Convert the material below into a two-column CSV with the header request,points, with one row per request holding its text and its answer. Put each in a single quoted field, replacing line breaks with spaces.

Entries pointing to named objects:

## start

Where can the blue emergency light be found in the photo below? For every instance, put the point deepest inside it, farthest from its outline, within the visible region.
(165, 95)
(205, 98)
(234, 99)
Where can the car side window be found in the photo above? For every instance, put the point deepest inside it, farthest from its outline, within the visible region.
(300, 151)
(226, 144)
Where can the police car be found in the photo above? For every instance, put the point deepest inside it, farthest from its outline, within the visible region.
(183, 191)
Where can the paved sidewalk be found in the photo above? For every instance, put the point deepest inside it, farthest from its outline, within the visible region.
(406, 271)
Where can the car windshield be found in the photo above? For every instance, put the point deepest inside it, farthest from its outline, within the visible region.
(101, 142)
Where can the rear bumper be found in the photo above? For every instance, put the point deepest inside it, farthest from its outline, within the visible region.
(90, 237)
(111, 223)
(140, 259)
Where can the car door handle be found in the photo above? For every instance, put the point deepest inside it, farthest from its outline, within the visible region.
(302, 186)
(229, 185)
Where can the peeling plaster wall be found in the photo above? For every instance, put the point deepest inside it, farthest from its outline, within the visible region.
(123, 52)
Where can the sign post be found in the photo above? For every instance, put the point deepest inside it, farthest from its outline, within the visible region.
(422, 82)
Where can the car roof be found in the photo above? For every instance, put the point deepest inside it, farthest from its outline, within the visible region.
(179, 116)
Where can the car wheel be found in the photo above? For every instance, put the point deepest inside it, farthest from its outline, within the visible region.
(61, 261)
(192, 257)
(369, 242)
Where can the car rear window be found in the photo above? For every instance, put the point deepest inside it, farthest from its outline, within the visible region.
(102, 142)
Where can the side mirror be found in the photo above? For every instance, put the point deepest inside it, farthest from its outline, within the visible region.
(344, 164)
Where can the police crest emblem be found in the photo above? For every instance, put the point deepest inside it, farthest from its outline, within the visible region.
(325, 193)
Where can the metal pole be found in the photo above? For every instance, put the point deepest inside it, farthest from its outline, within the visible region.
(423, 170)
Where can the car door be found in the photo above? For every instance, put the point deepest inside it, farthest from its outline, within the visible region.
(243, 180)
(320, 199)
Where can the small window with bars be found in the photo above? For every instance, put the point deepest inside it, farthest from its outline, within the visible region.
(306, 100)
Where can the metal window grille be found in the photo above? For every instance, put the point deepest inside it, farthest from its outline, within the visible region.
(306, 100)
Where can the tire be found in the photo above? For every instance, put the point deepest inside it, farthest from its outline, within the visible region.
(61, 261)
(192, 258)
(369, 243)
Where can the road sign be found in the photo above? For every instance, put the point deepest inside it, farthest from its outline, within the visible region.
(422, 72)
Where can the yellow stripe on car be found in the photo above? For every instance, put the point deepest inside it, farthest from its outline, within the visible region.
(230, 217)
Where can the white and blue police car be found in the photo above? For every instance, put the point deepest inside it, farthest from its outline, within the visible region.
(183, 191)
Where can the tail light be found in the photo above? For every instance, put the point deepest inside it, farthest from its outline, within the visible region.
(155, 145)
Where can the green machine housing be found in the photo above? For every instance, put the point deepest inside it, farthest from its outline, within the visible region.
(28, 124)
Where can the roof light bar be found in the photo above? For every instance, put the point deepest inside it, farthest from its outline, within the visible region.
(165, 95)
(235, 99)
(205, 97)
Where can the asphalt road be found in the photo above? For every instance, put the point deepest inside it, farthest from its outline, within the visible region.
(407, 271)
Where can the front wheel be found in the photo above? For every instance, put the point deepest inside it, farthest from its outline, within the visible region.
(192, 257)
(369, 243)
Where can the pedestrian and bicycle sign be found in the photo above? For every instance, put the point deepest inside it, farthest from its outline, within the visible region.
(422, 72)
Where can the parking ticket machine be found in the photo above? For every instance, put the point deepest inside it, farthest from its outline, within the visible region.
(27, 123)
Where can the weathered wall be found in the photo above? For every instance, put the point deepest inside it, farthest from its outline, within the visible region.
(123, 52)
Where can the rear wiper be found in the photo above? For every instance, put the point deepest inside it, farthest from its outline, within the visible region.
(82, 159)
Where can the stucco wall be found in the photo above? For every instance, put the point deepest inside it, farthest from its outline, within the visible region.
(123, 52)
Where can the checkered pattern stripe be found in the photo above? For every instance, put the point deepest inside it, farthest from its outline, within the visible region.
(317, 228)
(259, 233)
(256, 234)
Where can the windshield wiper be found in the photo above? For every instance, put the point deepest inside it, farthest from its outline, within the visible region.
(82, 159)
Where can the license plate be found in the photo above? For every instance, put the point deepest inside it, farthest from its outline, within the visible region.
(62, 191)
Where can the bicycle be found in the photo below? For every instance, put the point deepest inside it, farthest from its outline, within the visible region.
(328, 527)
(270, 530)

## end

> [Result of the task]:
request,points
"Where can the blue emergency light be found in the photo below? For every instance, put the point deepest inside it, farthest from its outline, within the visible region.","(165, 95) (205, 98) (234, 99)"
"Where can the car side window be found in the photo above? For every instance, put the point deepest inside it, farthest from its outline, within the visible region.","(300, 151) (226, 144)"
"Where can the police car be found in the photo above? For every instance, put the point deepest inside it, farthest from its outline, within the visible region.","(183, 191)"
"Where can the paved sidewalk be found in the photo above? For every instance, put the point deepest inside it, farthest from its outline, within the visible region.","(406, 271)"
"Where can the car windshield be found in the photo above? For every instance, put the point deepest inside it, farthest from its outline, within the visible region.","(101, 142)"
"Where can the rear bumper be found in the photo above? For every instance, put the point deepest inside it, farthest from its outline, within the visible region.","(90, 237) (111, 223) (140, 259)"
"Where can the car door handle be found in the photo above? For every instance, put the point deepest inside it, farthest from its outline, within the visible region.","(302, 186) (229, 185)"
"Where can the peeling plaster wall be found in the photo above? For every instance, put the point deepest inside it, farthest from its outline, within the visible region.","(123, 52)"
"Where can the sign post be found in the photo above? For every instance, put the point deepest inside it, farthest from its outline, within the visible region.","(422, 82)"
"Where can the car roof be found in the photo above? For every instance, put the point deepest inside it, farthest from its outline, within the visible region.","(179, 116)"
"Where can the car wheel be found in the photo above? For every instance, put the point deepest inside it, farthest from its outline, within the visible region.","(61, 261) (192, 257) (369, 242)"
"Where can the car rear window be found in the photo above? For every instance, put the point deepest inside it, farthest from its outline, within the visible region.","(102, 142)"
"Where can the side mirror be found in the photo above? For every instance, put the point deepest inside it, farthest from its outline, within the visible region.","(344, 164)"
"Where can the police crest emblem be found in the photo above? For every instance, put the point deepest inside it, farthest from its outline, within the visible region.","(325, 193)"
"Where can the metal pole be found in the photo above? For every instance, put the point deepest inside it, farthest from its outline, within the visible region.","(423, 170)"
"Where can the car door be found in the photo above? For every instance, put the point deepest inside it, farthest from its outline, within the visible region.","(243, 180) (320, 199)"
"Where can the small window with bars be found in the photo above? For every instance, put the point deepest inside it, farthest from its outline, within the visible region.","(306, 100)"
"Where can the metal window grille be found in the photo above? For every instance, put the point deepest inside it, farthest from its outline, within the visible region.","(306, 100)"
"Where can the tire be found in the photo above? For every instance, put the point deepest inside it, farthest from its outline, within the visible region.","(61, 261) (192, 258) (369, 243)"
"Where can the road sign be found in the photo above? For every instance, put the point deepest inside it, farthest from its outline, within the visible region.","(422, 72)"
"Where can the yellow stripe on car be found in the photo above? For every instance, put the point deepest inside it, farthest from its outline, within the visible region.","(230, 217)"
"Where can the white and blue police car be found in the photo above? For every instance, put the point deepest inside it, farthest from its outline, within the visible region.","(183, 191)"
"Where can the tail light be found in the photo above? For every instance, put the point deepest inside it, farthest from its outline, within the visible region.","(155, 145)"
"Where can the green machine housing be found in the photo above? For every instance, put the point deepest inside it, farthest from its outline, within the visible region.","(28, 124)"
"Where can the roof light bar be found in the photo above? For every instance, put the point deepest inside it, farthest from its outline, within the visible region.","(165, 95) (235, 99) (205, 97)"
"Where can the asphalt road be found in the photo above? For every instance, put the point deepest inside it, farthest from its outline, within the visible region.","(407, 271)"
"Where can the front wheel be found in the photo above? For every instance, put the point deepest inside it, farthest from its outline, within the visible region.","(192, 257) (369, 243)"
"Where can the pedestrian and bicycle sign be found in the photo above? For every instance, put the point deepest inside it, farthest from its outline, within the visible region.","(422, 72)"
"Where can the parking ticket machine be found in the photo above? For every instance, put the point deepest inside it, farthest from its outline, within the visible region.","(27, 123)"
"Where can the weathered wall be found in the photo above? For every instance, put the point deepest inside it, farthest from its outline, within the visible region.","(123, 52)"
"Where can the rear wiper be found in the photo above? For every instance, put the point deepest inside it, farthest from its outline, within the visible region.","(82, 159)"
"Where can the stucco wall be found in the photo above? For every instance, put the point deepest inside it, farthest from its outline, within the visible region.","(123, 52)"
"Where can the checkered pattern stripe be found in the photo above? For every instance, put the point deepest inside it, farthest from its outline, within the visible region.","(317, 228) (259, 233) (256, 234)"
"Where can the windshield wiper be found in the photo above? For every instance, put the point deepest inside it, farthest from its outline, within the visible region.","(82, 159)"
"Where can the license plate be found in the photo above? For every instance, put the point deepest inside it, farthest from its outline, within the visible region.","(62, 191)"
"Where can the bicycle be found in the photo below? For every instance, put the point deepest inside it, farthest from its outline, within the visible region.","(328, 527) (270, 530)"